• Listed records:

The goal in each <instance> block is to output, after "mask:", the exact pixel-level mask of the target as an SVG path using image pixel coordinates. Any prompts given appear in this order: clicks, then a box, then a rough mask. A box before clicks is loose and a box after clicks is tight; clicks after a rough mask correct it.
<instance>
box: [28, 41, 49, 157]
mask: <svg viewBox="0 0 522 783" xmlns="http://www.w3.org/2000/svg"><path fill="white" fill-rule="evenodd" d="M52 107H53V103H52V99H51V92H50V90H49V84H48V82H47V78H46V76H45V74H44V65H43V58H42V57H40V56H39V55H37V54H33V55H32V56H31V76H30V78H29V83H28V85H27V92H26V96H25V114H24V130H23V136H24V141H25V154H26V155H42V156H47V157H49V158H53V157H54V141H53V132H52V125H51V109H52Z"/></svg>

...

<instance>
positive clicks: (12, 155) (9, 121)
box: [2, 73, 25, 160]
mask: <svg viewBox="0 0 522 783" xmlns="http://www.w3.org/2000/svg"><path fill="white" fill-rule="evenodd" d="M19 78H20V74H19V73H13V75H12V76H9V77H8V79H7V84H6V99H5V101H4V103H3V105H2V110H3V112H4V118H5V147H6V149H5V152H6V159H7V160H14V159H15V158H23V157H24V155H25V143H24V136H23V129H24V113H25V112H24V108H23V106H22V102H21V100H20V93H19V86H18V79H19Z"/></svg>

...

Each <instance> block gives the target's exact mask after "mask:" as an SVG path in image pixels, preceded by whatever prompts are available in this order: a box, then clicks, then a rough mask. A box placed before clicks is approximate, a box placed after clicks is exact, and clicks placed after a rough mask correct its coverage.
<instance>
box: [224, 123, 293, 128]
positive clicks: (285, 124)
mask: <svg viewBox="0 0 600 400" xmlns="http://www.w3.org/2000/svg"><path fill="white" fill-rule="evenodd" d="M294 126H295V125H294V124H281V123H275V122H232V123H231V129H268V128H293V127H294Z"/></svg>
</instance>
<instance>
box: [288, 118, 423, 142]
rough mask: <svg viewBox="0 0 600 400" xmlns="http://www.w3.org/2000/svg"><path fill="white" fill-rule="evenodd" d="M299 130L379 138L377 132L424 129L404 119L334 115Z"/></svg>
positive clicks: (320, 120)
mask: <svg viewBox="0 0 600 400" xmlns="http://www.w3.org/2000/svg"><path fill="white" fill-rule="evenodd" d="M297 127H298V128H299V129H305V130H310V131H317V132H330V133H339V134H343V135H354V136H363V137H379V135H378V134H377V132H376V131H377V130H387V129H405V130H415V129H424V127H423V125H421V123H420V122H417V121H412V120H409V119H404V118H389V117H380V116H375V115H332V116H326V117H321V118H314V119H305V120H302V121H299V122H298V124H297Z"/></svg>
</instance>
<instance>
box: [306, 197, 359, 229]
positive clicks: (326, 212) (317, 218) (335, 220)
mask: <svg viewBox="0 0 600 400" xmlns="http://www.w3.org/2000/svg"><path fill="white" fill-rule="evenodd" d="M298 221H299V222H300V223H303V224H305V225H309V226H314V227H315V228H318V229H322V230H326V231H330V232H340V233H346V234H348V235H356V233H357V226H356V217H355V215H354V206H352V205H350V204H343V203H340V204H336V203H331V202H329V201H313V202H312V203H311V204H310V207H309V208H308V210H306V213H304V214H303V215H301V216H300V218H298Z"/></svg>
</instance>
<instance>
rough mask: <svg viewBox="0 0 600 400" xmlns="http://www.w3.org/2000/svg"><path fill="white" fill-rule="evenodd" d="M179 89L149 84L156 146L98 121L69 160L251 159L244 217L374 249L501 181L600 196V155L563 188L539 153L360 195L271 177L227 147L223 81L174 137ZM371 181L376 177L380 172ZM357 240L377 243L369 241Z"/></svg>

• Problem to work on:
Report every line in the rows above that contains the string "positive", matching case exactly.

• Task response:
positive clicks: (12, 155) (9, 121)
positive clicks: (285, 124)
positive clicks: (320, 120)
positive clicks: (326, 212) (317, 218) (335, 220)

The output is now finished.